### Data
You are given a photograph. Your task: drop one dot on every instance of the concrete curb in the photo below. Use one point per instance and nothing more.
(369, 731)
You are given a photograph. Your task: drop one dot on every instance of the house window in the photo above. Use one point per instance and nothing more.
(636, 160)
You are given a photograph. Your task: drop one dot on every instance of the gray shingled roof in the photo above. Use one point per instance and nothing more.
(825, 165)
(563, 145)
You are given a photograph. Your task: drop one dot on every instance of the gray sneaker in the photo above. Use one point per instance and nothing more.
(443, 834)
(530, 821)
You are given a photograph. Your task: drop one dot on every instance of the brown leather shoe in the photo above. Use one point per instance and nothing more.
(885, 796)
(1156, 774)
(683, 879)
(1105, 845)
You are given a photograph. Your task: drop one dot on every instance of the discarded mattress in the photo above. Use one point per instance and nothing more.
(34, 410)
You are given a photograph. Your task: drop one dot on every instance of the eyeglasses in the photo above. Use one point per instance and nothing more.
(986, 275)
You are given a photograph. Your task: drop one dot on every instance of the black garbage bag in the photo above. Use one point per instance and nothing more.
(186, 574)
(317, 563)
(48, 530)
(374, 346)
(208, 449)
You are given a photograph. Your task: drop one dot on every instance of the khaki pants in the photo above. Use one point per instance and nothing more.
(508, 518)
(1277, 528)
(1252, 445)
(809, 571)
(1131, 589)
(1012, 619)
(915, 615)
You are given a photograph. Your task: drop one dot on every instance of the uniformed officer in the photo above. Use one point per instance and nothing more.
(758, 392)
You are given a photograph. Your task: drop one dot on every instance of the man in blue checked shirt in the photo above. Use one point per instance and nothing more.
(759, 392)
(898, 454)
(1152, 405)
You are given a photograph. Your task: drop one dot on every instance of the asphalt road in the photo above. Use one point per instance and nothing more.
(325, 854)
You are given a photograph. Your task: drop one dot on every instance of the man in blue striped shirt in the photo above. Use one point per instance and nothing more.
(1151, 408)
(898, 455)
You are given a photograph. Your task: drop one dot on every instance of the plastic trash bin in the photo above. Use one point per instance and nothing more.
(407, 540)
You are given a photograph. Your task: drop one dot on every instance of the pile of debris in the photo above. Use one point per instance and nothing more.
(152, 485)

### Brief
Copy the records above exactly, leaving nothing out.

### Problem solution
You are given a photograph. Your task: drop one dot on every instance of the concrete curb in the photo below. Use one point per instance and nothing more.
(369, 731)
You are given a photograph. Your task: drop one dot on every instance of the house window in the photo above. Use one point per instance and nothing more.
(636, 160)
You are given a photograph. Your task: drop one dot on every instance of the gray shingled roof in the photo above. Use one point per instance and nothing more.
(825, 165)
(563, 145)
You are given a photograph. Your task: drop one dot on every instance of the gray sneaker in the photo above. Use one point per instance and nothing more.
(443, 834)
(530, 821)
You are given a photograph. Your task: drop one dot on every instance of the brown leather shoe in the photo above. Use one point per instance and nothing more.
(885, 796)
(1156, 774)
(683, 879)
(1105, 845)
You are given a photograph. Your task: drop one dot on every instance of the discarded mattress in the photo above. Use one point per instance and nothing more.
(34, 410)
You are given a photograph. Your task: drop one dot on every instance of the eyeglasses in the photo above. Use one point per instance and nothing more.
(986, 275)
You are given a photograph. Your task: drop one dot on every instance of the black garbage bag in the photo above. Use one point per instance and nothing more.
(186, 574)
(317, 563)
(48, 530)
(374, 346)
(208, 449)
You are given a photograph. Your task: drop one dot on every instance of the khaki pants in the photo above. Use one point per instance and nothing more.
(508, 518)
(1277, 528)
(1252, 445)
(809, 571)
(1131, 589)
(1012, 619)
(915, 615)
You are given a photograph. Your task: drop one dot on every instance of the uniformed officer in the photo above. Use one point per instance and nothing more.
(758, 392)
You are given a photograph. Your task: drop one dot on every instance of the man in blue checked shirt in the photo above. Use one point per instance and nothing more.
(759, 392)
(898, 454)
(1152, 405)
You are given a photograph. Your task: drop one dot on every instance of the asphalt road in the photo above. Use one point per instance and nothing more.
(325, 854)
You are given a photograph. Your task: drop one dot on every instance of the man in blue striped shirt in the photo above. Use one point per instance and nothing more.
(1151, 408)
(898, 455)
You are given a photograph. Your task: drop one dot on every instance of the plastic trash bin in the photo above. Use one point per instance and nothing more.
(407, 540)
You are given a photograph. Your task: drop one dot on every instance of the pile of debris in the photo above. Use one point per instance and nothing more.
(152, 485)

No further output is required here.